[START OF Supplied passage]

Is Climate Change Repricing Catastrophe Bonds? What the 2026 Data Shows

Catastrophe bond spreads compressed sharply between 2024 and mid-2026, falling from post-Hurricane Ian highs back toward 2021 levels. On the surface, that looks like a market shrugging off climate risk. Beneath the surface, the picture is more complicated: the models that generate a bond's expected loss have been quietly recalibrated upward, secondary perils have taken over as the dominant loss driver, and rating agencies have rebuilt their methodologies around climate-conditioned scenarios — even as nominal spreads fell.

The honest answer to "is climate change repricing cat bonds?" is not a clean yes or no. It depends on which layer of the pricing stack you look at, and which peril you're asking about.

The Headline Spread Number Is Misleading

Cat bond multiples — the ratio of risk spread to expected loss — spiked to roughly 5.0x in early 2023 after Hurricane Ian forced a sweeping repricing across the market. Since then, record capital inflows have compressed that multiple back down. Global reinsurance capital reached a record $790 billion by mid-2026, outstanding cat bond capacity passed $65 billion, and the average risk spread fell to 6.63% in Q2 2026 — a multiple of roughly 2.5x, close to where the market sat in 2021.

[END OF Supplied passage]

» Set exercise
According to the article on catastrophe bond pricing, what level had global reinsurance capital reached by mid-2026?

[START OF Information given]

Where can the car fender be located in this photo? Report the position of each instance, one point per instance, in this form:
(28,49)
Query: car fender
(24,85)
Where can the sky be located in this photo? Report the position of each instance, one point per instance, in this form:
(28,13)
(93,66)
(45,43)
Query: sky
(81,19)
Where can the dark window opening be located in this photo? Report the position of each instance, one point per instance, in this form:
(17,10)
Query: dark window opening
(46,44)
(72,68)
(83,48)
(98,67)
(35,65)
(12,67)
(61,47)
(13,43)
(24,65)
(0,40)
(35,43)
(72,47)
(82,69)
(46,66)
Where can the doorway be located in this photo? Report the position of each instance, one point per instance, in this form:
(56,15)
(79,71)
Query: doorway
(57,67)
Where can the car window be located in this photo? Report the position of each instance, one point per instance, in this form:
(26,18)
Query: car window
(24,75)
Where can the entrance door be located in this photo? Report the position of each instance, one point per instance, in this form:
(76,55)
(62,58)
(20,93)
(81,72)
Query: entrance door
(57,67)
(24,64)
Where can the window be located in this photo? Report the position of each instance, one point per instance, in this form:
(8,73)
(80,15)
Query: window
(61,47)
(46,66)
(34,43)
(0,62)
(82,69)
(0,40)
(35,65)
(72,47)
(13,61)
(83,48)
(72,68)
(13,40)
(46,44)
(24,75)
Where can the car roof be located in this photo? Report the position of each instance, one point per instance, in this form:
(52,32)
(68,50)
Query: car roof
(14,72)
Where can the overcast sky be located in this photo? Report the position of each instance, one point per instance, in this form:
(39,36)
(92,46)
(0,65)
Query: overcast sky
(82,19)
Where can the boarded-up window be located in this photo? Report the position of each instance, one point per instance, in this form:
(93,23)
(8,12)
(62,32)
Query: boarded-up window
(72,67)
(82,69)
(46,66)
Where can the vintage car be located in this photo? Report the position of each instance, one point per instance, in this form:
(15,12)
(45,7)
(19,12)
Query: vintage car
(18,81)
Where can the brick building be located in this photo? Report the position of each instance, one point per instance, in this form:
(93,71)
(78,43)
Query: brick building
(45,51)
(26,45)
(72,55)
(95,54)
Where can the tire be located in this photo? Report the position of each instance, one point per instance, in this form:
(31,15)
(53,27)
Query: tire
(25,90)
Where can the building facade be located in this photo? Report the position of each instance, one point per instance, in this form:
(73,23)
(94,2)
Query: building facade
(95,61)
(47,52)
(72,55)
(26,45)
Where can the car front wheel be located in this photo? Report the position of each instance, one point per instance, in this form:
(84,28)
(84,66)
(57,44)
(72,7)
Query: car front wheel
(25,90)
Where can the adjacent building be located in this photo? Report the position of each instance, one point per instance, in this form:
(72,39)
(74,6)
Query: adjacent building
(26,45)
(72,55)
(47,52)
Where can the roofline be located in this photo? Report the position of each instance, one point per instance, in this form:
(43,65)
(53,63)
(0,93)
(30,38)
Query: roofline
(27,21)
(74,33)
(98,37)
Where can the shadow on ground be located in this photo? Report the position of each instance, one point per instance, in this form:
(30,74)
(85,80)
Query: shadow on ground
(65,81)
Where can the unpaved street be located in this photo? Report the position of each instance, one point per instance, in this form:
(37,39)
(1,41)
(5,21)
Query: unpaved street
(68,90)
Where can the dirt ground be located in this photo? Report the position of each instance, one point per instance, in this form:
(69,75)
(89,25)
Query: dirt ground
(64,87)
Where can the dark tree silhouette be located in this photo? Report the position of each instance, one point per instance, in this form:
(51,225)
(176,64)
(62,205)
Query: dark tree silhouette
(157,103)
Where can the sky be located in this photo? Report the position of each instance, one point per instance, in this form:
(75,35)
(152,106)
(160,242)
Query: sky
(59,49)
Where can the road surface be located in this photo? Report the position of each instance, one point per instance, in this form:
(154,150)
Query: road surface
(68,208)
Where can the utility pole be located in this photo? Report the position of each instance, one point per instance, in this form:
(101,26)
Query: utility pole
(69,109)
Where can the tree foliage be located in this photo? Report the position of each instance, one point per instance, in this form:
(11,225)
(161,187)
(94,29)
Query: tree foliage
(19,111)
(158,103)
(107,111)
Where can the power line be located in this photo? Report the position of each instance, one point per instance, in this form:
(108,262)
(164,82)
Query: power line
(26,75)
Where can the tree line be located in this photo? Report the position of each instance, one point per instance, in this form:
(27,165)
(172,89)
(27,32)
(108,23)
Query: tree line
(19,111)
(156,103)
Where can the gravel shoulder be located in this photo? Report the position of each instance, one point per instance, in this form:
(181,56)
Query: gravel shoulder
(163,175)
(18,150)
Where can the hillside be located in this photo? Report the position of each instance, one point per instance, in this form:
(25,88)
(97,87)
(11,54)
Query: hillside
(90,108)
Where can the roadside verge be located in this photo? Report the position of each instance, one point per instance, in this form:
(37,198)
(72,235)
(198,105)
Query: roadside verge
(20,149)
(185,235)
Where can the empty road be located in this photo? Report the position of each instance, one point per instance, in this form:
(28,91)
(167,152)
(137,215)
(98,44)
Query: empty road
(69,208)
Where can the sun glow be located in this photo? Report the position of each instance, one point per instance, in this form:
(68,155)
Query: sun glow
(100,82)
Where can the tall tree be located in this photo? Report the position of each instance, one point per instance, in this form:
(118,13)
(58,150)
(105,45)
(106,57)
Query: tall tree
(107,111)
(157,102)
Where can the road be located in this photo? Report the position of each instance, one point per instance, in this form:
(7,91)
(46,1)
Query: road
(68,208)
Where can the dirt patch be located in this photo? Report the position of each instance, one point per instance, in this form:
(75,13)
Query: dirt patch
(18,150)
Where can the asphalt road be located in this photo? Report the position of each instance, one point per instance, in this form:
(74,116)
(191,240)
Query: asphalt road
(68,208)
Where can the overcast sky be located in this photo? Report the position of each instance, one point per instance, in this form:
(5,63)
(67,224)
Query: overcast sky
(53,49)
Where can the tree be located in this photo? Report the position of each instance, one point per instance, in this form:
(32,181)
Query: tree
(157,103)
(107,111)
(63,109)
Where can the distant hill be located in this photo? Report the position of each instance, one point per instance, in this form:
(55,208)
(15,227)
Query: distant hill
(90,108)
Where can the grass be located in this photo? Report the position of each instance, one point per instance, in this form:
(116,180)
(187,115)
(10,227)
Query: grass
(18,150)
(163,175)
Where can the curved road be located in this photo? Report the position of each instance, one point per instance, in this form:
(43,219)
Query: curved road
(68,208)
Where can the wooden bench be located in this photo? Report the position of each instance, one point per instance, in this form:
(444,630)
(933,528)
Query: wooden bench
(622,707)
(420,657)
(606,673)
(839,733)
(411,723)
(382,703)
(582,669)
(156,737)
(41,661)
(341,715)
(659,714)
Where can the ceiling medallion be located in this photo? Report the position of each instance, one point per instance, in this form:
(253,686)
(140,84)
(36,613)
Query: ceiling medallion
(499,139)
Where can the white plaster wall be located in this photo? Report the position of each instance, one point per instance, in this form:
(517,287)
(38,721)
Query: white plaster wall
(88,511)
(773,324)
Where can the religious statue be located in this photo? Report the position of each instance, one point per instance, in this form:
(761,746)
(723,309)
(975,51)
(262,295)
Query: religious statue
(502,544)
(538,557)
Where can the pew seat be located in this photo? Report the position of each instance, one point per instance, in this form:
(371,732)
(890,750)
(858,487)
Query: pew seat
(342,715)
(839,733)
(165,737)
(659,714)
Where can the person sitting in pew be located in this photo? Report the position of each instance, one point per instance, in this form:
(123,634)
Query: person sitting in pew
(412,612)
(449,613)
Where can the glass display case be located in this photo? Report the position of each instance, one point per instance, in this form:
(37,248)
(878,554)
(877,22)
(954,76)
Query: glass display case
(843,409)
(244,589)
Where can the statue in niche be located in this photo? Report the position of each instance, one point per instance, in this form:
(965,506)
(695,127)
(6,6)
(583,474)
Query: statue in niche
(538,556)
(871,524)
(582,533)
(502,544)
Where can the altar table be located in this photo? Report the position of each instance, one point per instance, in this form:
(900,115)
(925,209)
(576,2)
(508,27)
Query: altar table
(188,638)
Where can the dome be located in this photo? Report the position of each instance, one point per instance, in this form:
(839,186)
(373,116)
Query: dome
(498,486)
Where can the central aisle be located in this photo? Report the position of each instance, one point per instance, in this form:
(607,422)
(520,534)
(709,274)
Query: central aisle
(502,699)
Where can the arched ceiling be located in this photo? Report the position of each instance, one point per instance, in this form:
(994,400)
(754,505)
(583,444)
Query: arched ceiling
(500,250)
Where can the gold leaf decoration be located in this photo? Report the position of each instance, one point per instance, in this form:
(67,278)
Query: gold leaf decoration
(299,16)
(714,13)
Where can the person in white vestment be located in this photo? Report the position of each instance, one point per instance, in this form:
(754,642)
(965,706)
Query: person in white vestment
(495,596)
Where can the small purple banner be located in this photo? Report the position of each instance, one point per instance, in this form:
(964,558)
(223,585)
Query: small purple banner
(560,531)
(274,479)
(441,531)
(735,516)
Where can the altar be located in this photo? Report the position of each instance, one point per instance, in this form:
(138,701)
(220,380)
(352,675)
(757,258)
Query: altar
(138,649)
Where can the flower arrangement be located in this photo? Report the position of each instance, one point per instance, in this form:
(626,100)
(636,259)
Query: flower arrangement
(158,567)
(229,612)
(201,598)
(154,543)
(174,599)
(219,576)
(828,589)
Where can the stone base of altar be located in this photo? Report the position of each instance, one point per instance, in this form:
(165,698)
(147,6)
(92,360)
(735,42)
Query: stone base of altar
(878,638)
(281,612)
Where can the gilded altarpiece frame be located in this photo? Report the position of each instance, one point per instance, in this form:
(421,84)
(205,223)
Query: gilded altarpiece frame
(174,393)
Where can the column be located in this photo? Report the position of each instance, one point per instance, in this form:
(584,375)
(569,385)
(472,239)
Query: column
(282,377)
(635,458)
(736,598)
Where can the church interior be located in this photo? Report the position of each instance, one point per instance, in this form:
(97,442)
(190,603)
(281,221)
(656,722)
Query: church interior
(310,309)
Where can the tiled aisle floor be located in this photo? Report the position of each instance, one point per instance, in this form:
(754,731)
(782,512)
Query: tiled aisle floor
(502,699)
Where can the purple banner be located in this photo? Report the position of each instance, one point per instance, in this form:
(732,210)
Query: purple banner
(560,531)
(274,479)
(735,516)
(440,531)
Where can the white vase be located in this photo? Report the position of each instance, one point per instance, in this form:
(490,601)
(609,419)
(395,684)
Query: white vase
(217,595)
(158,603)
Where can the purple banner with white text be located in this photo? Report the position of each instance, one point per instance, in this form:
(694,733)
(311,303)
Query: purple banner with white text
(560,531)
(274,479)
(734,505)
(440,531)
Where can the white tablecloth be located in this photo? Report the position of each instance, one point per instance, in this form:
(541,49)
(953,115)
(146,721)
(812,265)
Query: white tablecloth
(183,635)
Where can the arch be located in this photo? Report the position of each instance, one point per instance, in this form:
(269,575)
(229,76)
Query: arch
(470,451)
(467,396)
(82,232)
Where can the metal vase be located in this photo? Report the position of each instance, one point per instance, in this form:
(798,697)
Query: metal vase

[END OF Information given]

» Output of the exercise
A record $790 billion.